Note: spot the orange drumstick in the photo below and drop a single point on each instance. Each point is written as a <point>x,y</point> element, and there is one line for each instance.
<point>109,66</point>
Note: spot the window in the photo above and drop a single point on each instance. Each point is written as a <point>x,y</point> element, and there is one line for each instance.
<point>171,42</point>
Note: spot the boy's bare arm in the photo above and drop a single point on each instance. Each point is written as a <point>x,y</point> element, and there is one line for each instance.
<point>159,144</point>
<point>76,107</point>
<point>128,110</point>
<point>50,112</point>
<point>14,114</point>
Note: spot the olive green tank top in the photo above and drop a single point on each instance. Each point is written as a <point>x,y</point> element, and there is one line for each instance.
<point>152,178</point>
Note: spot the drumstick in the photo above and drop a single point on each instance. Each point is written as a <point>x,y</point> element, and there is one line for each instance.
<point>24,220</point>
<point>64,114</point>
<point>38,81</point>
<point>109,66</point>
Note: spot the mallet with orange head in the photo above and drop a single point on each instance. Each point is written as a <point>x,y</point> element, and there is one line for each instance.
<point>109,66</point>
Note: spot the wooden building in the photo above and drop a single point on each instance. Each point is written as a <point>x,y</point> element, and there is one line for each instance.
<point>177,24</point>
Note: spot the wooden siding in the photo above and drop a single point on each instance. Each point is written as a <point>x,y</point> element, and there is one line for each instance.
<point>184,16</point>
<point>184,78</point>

####

▶ _Problem_
Can you rewrite every one of the records above, putting "place one marker" in place of "drop a single point" each time it occurs and changing nothing else?

▶ _Completed task_
Note: spot the orange drumstick in the photo below and place one marker on each instance. Each point is written as a <point>x,y</point> element, and there is one line for each instance.
<point>109,66</point>
Note: spot the window in the photo above and place one marker on each instance. Each point is written as a <point>x,y</point> element, and there is one line for each instance.
<point>171,42</point>
Note: spot the boy's bare arm in the photo above and place one marker on each instance. Each point is written as a <point>x,y</point> element, and there is one line for each instance.
<point>159,144</point>
<point>76,107</point>
<point>128,110</point>
<point>50,112</point>
<point>14,114</point>
Note: spot the olive green tank top in the photo above and place one marker on each instance. Each point is written as a <point>x,y</point> element, and there is one line for each instance.
<point>152,178</point>
Note: spot the drumstick in the photo above and place one marker on each instance. Each point is written as a <point>x,y</point> element, and there is one line for each instance.
<point>24,220</point>
<point>64,114</point>
<point>38,81</point>
<point>109,66</point>
Note: spot the mallet with orange head in the photo above and place one marker on each instance. Each point is written as a <point>x,y</point> element, and there is one line for each instance.
<point>109,66</point>
Note: spot the wooden building in the photo above and place one marker on each instance. Each point is written as a <point>x,y</point> element, and there is one line for each instance.
<point>177,24</point>
Note: spot the wooden siding in the photo above and place one marker on each instance. Each point is written as a <point>x,y</point> element, and there is one line for each instance.
<point>184,16</point>
<point>184,78</point>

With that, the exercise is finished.